Task to complete - Images are excluded; otherwise, output every record exactly.

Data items

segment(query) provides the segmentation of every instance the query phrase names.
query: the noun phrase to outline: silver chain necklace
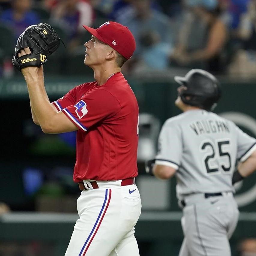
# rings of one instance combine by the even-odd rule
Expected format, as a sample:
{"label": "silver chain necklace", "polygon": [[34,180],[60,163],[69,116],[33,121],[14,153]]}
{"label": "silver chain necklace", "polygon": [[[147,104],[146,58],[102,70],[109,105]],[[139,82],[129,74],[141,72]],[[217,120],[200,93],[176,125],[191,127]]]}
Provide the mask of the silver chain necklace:
{"label": "silver chain necklace", "polygon": [[107,80],[109,80],[109,79],[110,79],[110,78],[111,77],[113,76],[114,75],[115,75],[117,73],[119,73],[119,72],[117,72],[116,73],[114,73],[113,74],[112,74],[112,75],[111,75],[110,77],[108,77],[108,78],[107,80],[107,81],[106,81],[106,82],[107,82]]}

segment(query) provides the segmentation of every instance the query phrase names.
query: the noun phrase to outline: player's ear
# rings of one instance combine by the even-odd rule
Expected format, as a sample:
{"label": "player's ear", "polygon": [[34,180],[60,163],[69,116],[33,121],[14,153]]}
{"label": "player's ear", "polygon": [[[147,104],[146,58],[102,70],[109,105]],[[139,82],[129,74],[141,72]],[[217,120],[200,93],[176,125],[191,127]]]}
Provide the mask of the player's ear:
{"label": "player's ear", "polygon": [[106,59],[111,59],[114,58],[116,55],[116,51],[113,49],[111,48],[107,52]]}

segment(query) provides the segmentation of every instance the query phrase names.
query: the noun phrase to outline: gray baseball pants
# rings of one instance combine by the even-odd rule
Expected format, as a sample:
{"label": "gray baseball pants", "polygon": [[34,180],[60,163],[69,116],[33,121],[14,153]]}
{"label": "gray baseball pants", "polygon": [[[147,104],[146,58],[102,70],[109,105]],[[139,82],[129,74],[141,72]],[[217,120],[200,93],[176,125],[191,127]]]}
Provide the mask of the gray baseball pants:
{"label": "gray baseball pants", "polygon": [[179,256],[231,256],[229,239],[239,211],[233,194],[206,199],[203,193],[185,199],[181,220],[184,238]]}

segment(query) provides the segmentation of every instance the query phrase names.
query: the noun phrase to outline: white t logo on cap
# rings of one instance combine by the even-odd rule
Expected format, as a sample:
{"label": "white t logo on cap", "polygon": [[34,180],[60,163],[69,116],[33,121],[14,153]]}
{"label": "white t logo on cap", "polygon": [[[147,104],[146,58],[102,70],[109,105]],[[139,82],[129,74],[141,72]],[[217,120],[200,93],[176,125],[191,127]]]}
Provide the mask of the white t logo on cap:
{"label": "white t logo on cap", "polygon": [[100,26],[99,27],[99,28],[101,28],[101,27],[102,26],[104,26],[104,25],[107,25],[108,24],[110,24],[110,23],[109,21],[107,21],[107,22],[105,22],[105,23],[103,23],[103,24],[102,24],[102,25],[101,25],[101,26]]}

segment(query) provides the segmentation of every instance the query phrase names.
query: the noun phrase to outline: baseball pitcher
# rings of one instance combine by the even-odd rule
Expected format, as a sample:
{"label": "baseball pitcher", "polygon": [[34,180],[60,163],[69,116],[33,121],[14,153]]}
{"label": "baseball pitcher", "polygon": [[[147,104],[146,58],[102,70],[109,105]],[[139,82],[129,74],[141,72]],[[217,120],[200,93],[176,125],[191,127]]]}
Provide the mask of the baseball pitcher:
{"label": "baseball pitcher", "polygon": [[95,81],[52,103],[42,66],[59,44],[52,28],[43,23],[28,28],[17,42],[13,63],[27,83],[34,122],[46,133],[77,131],[73,179],[82,191],[79,218],[65,256],[138,256],[134,226],[141,208],[135,181],[139,107],[121,72],[135,40],[116,22],[96,29],[83,26],[92,34],[84,44],[84,62]]}
{"label": "baseball pitcher", "polygon": [[239,215],[232,183],[256,169],[256,141],[211,112],[221,96],[211,74],[192,69],[174,79],[175,104],[184,113],[163,125],[146,169],[160,179],[176,177],[184,236],[179,256],[229,256]]}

Right answer -
segment(query) provides the segmentation of every instance the query phrase names.
query: the noun phrase to outline: silver chain necklace
# rings of one instance combine by the even-odd rule
Expected format, as a sample:
{"label": "silver chain necklace", "polygon": [[34,180],[60,163],[69,116],[33,121],[14,153]]}
{"label": "silver chain necklace", "polygon": [[[147,104],[146,58],[102,70],[109,105]],[[139,82],[129,74],[141,72]],[[217,120],[200,93],[176,125],[191,127]]]}
Provide the mask of the silver chain necklace:
{"label": "silver chain necklace", "polygon": [[107,80],[109,80],[109,79],[110,79],[110,78],[111,77],[113,76],[114,75],[115,75],[117,73],[119,73],[119,72],[117,72],[116,73],[114,73],[113,74],[112,74],[112,75],[111,75],[110,77],[108,77],[108,78],[107,80],[107,81],[106,81],[106,82],[107,82]]}

segment(query) provides the segmentation of every instance the query phrase names.
query: the noun phrase to outline: player's ear
# rings of one instance combine by the even-odd rule
Expected format, as a sample:
{"label": "player's ear", "polygon": [[34,180],[60,163],[69,116],[33,121],[14,153]]}
{"label": "player's ear", "polygon": [[[147,104],[146,58],[102,70],[109,105]],[[139,82],[129,74],[141,72]],[[217,120],[200,93],[176,125],[191,127]]]}
Provide the mask of the player's ear:
{"label": "player's ear", "polygon": [[106,59],[111,59],[114,58],[116,55],[116,51],[113,49],[111,48],[107,52]]}

segment(query) provides the segmentation of every instance the query phrase names.
query: the noun phrase to outline: gray baseball pants
# rings of one instance combine by the even-odd rule
Expected format, as a sample:
{"label": "gray baseball pants", "polygon": [[34,180],[60,163],[69,116],[33,121],[14,153]]}
{"label": "gray baseball pants", "polygon": [[[147,104],[146,58],[102,70],[109,105]],[[139,82],[129,74],[141,72]],[[217,120],[200,93],[176,125],[191,127]]]}
Provide the mask of the gray baseball pants:
{"label": "gray baseball pants", "polygon": [[179,256],[231,256],[229,239],[239,211],[233,194],[206,199],[203,193],[185,199],[181,220],[184,238]]}

segment(query) provides the segmentation of every instance the query phrase names.
query: the noun phrase to outline: white t logo on cap
# rings of one instance combine by the even-odd rule
Expected format, as a sample:
{"label": "white t logo on cap", "polygon": [[34,180],[60,163],[69,116],[33,121],[14,153]]}
{"label": "white t logo on cap", "polygon": [[[147,104],[146,58],[102,70],[109,105]],[[139,82],[129,74],[141,72]],[[217,120],[200,93],[176,125],[191,127]]]}
Provide the mask of the white t logo on cap:
{"label": "white t logo on cap", "polygon": [[100,26],[99,27],[99,28],[101,28],[101,27],[102,26],[104,26],[104,25],[107,25],[108,24],[110,24],[110,23],[109,21],[107,21],[107,22],[105,22],[105,23],[103,23],[103,24],[102,24],[102,25],[101,25],[101,26]]}

segment(query) provides the segmentation of every instance the query phrase names.
query: the noun phrase to outline: baseball pitcher
# rings of one instance combine by the even-odd rule
Expected format, as a sample:
{"label": "baseball pitcher", "polygon": [[34,180],[60,163],[69,116],[33,121],[14,153]]}
{"label": "baseball pitcher", "polygon": [[[147,104],[146,58],[102,70],[109,105]],[[139,82],[129,74],[141,72]],[[217,120],[200,93],[176,125],[191,127]]]}
Provide the mask of the baseball pitcher:
{"label": "baseball pitcher", "polygon": [[95,81],[52,103],[42,66],[59,44],[52,28],[43,23],[28,28],[17,42],[13,63],[27,83],[34,122],[46,133],[77,131],[73,179],[82,191],[79,218],[65,256],[138,256],[134,226],[141,208],[135,181],[139,107],[121,72],[135,40],[116,22],[96,29],[83,26],[92,34],[84,44],[84,62]]}
{"label": "baseball pitcher", "polygon": [[239,215],[232,183],[256,169],[256,141],[211,112],[221,96],[211,74],[192,69],[174,79],[175,104],[184,113],[163,125],[146,169],[160,179],[176,177],[184,236],[179,256],[229,256]]}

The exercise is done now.